*** PROVIDED MATERIAL
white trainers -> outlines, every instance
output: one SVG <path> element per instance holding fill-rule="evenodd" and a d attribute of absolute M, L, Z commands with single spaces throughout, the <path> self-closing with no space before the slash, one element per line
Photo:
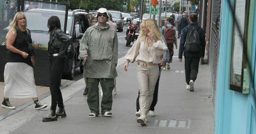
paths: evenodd
<path fill-rule="evenodd" d="M 187 85 L 186 86 L 186 89 L 187 89 L 188 90 L 189 90 L 189 89 L 190 89 L 190 86 L 187 84 Z"/>
<path fill-rule="evenodd" d="M 135 113 L 135 115 L 137 116 L 137 117 L 140 117 L 140 116 L 141 112 L 140 111 L 140 109 L 139 109 L 139 111 L 138 111 L 138 112 L 136 112 Z"/>
<path fill-rule="evenodd" d="M 165 66 L 163 66 L 163 67 L 162 67 L 162 69 L 163 69 L 163 70 L 166 70 L 166 68 L 165 67 Z"/>
<path fill-rule="evenodd" d="M 107 111 L 102 115 L 102 116 L 112 117 L 112 113 L 109 112 L 109 111 Z"/>
<path fill-rule="evenodd" d="M 170 63 L 166 63 L 166 68 L 167 68 L 167 70 L 170 70 Z"/>
<path fill-rule="evenodd" d="M 141 115 L 137 119 L 137 123 L 140 123 L 141 126 L 147 126 L 147 117 Z"/>
<path fill-rule="evenodd" d="M 191 92 L 193 92 L 194 91 L 194 81 L 193 81 L 193 80 L 191 80 L 189 81 L 189 91 Z"/>
<path fill-rule="evenodd" d="M 148 114 L 150 116 L 155 116 L 156 115 L 155 112 L 154 112 L 152 110 L 149 110 Z"/>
******
_DIRECTIONS_. Please identify every line in the entries above that contains the word "instance", and copy each of those lines in full.

_TASK RESPONSE_.
white trainers -> outlines, every instance
output: one SVG <path> element per instance holding fill-rule="evenodd" and a d attribute of absolute M, L, Z commands with single spaces throughout, the <path> self-closing with no space before the slash, one element per line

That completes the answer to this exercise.